:: DATA TO EXAMINE ::
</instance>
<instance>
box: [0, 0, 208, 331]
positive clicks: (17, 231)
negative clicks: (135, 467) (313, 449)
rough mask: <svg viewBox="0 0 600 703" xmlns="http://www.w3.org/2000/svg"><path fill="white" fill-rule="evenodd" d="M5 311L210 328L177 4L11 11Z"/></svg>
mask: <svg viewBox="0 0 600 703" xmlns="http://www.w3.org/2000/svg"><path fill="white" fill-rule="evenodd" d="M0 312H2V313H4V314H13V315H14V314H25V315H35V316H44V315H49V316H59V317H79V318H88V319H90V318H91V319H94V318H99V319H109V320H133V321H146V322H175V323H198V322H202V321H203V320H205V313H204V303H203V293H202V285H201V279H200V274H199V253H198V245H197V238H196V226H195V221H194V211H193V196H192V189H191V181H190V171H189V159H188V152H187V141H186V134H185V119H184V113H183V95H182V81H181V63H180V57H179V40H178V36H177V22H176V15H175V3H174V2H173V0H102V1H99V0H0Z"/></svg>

:: PROBLEM TO SOLVE ::
Word for word, transcribe all of the entries shown above.

:: WRITTEN REPLY ::
</instance>
<instance>
box: [0, 0, 208, 331]
positive clicks: (17, 231)
negative clicks: (135, 467) (313, 449)
rough mask: <svg viewBox="0 0 600 703" xmlns="http://www.w3.org/2000/svg"><path fill="white" fill-rule="evenodd" d="M5 311L210 328L177 4L11 11Z"/></svg>
mask: <svg viewBox="0 0 600 703" xmlns="http://www.w3.org/2000/svg"><path fill="white" fill-rule="evenodd" d="M0 312H2V313H4V314H13V315H14V314H25V315H35V316H44V315H49V316H59V317H79V318H88V319H90V318H91V319H94V318H99V319H109V320H133V321H146V322H175V323H198V322H202V321H203V320H205V313H204V303H203V293H202V285H201V279H200V274H199V253H198V245H197V238H196V226H195V221H194V211H193V196H192V189H191V181H190V171H189V159H188V152H187V141H186V134H185V119H184V113H183V95H182V81H181V63H180V57H179V40H178V36H177V22H176V15H175V3H174V2H173V0H102V1H99V0H0Z"/></svg>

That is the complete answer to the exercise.